▶ [Text block]
FSM SUPREME COURT
TRIAL DIVISION (Pon.)
Cite as FSM v. Hadley ,
3 FSM Intrm. 281 (Pon. 1987)
FEDERATED STATES OF MICRONESIA,
Plaintiff,
v.
MARK (SOLUA) HADLEY,
Defendant.
CRIMINAL CASE NO. 1987-516
OPINION
Before Edward C. King
Chief Justice
FSM Supreme Court
December 29, 1987
APPEARANCES:
For the Plaintiff: Randy Boyer
State Attorney
Office of the State Attorney
Pohnpei, FSM 96941
For the
Defendant: Roberta Lindberg
Micronesian Legal Services
Corporations
Pohnpei, FSM 96941
* * * *
HEADNOTES
Criminal Law and
Procedure -_Aiding and Abetting
Criminal Law and
Procedure - Robbery
One who suggests to his drinking companions that they obtain additional liquor by taking a bottle from construction laborers in the area, and who then leads his companions in an effort to attack one of the workers, solicits more possibilities than just the taking of a bottle, and is guilty of aiding and abetting the robbery of a watch and money from another construction worker carried out by his companions while the original instigator is still pursuing the first laborer. FSM v. Hadley, 3 FSM Intrm. 281, 284 (Pon. 1987).
Criminal Law and
Procedure - Aiding and Abetting
Criminal Law and
Procedure - Robbery
It is reasonably foreseeable that a robbery of watch and money from a Korean construction worker may be a probable consequence of a common plan to take a bottle from "some Koreans," and the person who suggests the plan and initiates efforts to attack one of the construction workers may be held guilty of aiding and abetting the robbery of watch and money carried out by his companions against another Korean worker, immediately after the defendant initiated the first attack. FSM v. Hadley, 3 FSM Intrm. 281, 284 (Pon. 1987).
* * * *
COURT'S OPINION
EDWARD C. KING, Chief Justice:
The issue presented here is whether a young man who suggests to two others that they go "take" a bottle of liquor from "some Korean," may be found guilty of aiding and abetting a robbery carried out by the two others who, unknown to the defendant but concurrently with and inspired by his aggressive actions toward a Korean worker, chase down another of the Koreans, then take a watch and money from him.
After trial of this case on October 23, 1987, this Court concluded that the original defendant, Mark (Solua) Hadley, has through his actions aided and abetted the other two individuals to rob the victim and is therefore guilty of the crime of robbery in violation of 11 F.S.M.C. 920. The decision was announced in open court on December 29, 1987. This memorandum opinion is filed to record the Court's reasons for the decision.
I. Factual Background
Based upon the evidence submitted during the trial of this case I find the facts are as follows.
On Saturday night, June 28, 1987, defendant Mark (Solua) Hadley and two others, Berden Eliam and a juvenile, were drinking together in Palikir, Sokehs Municipality in Pohnpei when they ran out of money.
They were near the construction camp of Hanil Company, the general contractor for construction of the capitol complex for the national government of the Federated States of Micronesia. A number of Korean workers, some of whom had bottles of liquor in their possession, were in the area. Mr. Hadley suggested to his companions that they take a bottle from one of the Koreans. He then went with them and confronted three Hanil construction laborers returning from a store with a bottle of whisky.

▶ [Collected data]
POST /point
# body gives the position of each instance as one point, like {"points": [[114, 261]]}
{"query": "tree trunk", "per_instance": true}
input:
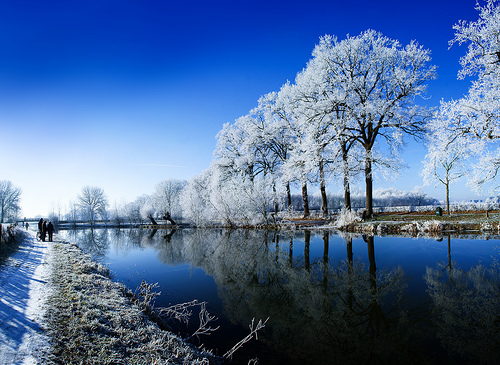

▶ [To-do list]
- 1) According to the court opinion, which company was the general contractor for the capitol complex?
- 2) Please write out the court opinion word for word, starting at "After trial of" and ending at "for the decision.".
Rely only on the court opinion, not the data.

▶ [Written responses]
- 1) Hanil Company

- 2)
After trial of this case on October 23, 1987, this Court concluded that the original defendant, Mark (Solua) Hadley, has through his actions aided and abetted the other two individuals to rob the victim and is therefore guilty of the crime of robbery in violation of 11 F.S.M.C. 920. The decision was announced in open court on December 29, 1987. This memorandum opinion is filed to record the Court's reasons for the decision.